*Exercise prompt*
Copy the following lines unchanged, beginning at the line that contains "of the small" and stopping after the line that contains "point(935, 676)".

━━━━━━━━━━

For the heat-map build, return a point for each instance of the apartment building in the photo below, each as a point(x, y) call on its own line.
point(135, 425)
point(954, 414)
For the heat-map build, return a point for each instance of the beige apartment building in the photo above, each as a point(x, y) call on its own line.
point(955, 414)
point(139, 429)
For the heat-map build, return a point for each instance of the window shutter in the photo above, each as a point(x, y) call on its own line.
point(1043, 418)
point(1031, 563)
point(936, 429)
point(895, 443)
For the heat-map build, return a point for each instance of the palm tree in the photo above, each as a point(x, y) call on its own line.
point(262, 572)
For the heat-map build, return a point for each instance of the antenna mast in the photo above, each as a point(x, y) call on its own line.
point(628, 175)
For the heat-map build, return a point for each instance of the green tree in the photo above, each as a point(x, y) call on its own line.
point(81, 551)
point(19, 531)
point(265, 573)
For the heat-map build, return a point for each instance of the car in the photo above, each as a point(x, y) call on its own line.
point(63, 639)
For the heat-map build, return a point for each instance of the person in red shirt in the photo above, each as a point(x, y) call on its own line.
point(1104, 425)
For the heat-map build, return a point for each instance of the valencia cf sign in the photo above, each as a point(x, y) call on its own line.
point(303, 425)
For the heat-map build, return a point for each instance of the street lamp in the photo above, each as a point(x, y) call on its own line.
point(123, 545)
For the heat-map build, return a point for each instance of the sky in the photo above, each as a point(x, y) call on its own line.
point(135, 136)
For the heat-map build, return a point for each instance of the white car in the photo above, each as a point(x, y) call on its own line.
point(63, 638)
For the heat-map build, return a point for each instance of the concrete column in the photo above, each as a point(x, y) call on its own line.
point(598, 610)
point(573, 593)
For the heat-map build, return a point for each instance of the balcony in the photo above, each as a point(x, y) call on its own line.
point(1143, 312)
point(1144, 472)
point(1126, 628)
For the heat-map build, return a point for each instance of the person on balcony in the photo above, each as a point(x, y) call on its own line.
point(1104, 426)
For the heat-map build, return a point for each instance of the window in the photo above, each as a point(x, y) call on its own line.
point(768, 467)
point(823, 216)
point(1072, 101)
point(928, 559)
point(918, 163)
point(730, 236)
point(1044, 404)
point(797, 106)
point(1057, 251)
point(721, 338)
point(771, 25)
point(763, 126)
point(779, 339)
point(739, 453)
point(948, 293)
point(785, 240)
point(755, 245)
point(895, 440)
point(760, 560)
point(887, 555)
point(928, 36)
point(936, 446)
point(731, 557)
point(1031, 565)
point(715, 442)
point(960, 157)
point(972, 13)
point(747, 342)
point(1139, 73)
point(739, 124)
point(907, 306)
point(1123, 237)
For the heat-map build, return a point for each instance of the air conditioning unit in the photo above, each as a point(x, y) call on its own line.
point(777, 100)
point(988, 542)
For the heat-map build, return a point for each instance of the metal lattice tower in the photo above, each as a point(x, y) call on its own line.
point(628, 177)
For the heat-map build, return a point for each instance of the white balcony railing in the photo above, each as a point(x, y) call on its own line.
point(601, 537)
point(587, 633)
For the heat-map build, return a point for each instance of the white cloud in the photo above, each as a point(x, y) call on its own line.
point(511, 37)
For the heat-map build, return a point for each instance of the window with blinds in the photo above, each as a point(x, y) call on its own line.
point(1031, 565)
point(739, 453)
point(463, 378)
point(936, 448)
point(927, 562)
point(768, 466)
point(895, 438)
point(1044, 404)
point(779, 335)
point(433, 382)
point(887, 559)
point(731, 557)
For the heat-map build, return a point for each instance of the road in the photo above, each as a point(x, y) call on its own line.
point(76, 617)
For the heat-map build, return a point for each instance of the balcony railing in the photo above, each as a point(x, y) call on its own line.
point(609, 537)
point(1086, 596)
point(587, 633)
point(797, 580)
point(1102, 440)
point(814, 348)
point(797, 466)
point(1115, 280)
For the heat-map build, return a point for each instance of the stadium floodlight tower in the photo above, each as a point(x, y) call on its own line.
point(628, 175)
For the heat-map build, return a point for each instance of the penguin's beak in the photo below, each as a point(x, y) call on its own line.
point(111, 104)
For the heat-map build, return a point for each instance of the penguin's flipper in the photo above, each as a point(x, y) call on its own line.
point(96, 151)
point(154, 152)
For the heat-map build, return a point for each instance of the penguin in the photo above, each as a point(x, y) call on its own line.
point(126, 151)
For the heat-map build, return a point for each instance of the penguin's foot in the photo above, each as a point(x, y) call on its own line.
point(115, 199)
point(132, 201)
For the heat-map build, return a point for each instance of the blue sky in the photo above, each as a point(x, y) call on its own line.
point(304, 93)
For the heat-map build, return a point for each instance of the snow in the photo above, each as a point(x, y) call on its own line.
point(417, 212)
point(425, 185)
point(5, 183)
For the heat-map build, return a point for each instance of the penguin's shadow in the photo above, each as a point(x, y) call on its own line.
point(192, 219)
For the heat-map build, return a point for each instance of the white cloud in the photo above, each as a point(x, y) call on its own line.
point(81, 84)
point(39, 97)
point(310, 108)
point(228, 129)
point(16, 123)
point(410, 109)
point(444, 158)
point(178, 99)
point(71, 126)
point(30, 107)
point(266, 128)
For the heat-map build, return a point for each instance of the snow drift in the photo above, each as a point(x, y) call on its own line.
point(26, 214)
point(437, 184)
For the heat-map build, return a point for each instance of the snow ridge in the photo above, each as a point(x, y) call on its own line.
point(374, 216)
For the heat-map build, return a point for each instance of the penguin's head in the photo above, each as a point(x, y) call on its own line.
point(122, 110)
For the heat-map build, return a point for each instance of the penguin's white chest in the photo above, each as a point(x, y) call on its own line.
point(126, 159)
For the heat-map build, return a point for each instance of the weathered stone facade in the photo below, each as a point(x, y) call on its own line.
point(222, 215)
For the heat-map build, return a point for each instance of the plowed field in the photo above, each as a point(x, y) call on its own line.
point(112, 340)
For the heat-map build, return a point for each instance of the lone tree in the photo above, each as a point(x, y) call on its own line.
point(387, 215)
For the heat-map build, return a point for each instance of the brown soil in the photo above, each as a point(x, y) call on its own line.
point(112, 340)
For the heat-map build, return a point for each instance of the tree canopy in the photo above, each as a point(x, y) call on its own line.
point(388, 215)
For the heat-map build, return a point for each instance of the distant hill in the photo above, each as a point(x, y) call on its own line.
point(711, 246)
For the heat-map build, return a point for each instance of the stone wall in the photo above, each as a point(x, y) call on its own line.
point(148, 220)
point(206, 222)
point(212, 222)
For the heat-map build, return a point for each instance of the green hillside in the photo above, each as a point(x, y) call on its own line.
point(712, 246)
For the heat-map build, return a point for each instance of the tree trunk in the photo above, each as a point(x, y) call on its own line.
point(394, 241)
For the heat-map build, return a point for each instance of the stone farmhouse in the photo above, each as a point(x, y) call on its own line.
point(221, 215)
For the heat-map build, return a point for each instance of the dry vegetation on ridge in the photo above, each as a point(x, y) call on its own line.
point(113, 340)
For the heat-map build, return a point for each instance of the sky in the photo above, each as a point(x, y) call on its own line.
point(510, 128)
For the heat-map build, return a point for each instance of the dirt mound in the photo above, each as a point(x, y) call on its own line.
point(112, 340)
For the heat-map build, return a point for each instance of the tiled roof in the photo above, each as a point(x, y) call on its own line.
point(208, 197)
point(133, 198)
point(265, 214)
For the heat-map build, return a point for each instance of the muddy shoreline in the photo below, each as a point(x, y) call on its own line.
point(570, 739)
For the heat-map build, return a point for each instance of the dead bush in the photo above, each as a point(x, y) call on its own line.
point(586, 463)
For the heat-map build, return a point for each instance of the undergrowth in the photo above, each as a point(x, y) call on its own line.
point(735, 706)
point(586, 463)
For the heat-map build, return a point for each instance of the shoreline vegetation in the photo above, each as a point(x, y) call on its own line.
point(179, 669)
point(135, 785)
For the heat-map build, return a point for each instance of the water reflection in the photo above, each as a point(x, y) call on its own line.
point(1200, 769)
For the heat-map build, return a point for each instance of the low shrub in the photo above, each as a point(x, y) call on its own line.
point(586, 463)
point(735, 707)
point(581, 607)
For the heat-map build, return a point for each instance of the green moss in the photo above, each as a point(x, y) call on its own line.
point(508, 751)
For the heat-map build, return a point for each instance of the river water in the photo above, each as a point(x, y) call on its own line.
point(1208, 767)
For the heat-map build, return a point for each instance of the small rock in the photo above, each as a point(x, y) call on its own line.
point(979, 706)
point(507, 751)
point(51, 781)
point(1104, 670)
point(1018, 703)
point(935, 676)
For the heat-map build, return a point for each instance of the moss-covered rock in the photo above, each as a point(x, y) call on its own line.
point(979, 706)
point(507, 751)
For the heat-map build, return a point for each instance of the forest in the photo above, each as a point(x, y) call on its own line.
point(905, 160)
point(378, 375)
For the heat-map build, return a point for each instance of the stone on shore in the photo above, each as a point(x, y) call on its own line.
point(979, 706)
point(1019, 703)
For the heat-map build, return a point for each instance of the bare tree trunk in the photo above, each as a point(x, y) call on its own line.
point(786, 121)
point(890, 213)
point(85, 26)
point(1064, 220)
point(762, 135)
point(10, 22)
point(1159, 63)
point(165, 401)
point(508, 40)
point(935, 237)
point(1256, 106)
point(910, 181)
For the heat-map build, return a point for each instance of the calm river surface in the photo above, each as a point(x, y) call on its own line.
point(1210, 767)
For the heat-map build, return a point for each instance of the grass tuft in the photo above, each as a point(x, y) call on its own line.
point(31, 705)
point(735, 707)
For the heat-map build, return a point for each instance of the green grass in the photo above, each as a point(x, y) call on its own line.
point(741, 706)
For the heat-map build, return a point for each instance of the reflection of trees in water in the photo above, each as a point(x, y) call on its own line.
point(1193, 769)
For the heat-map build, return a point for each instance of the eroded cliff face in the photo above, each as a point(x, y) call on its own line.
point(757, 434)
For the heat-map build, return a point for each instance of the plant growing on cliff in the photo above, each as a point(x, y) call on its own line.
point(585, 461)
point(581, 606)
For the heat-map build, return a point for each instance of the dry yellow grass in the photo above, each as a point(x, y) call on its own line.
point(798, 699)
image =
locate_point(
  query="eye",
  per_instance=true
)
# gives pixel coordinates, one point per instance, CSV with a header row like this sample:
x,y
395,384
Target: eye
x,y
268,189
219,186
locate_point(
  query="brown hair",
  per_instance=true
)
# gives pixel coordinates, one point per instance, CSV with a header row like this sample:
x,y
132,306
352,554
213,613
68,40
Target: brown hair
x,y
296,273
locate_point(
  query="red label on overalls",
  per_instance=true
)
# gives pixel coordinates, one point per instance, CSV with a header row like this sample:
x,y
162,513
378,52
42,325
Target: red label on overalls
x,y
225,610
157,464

━━━━━━━━━━

*Answer to the task*
For the heat-map build, return a point for each instance of the small rock in the photo above, each as a point(x, y) call on its own line.
point(979, 706)
point(507, 751)
point(51, 781)
point(1104, 670)
point(1018, 703)
point(935, 676)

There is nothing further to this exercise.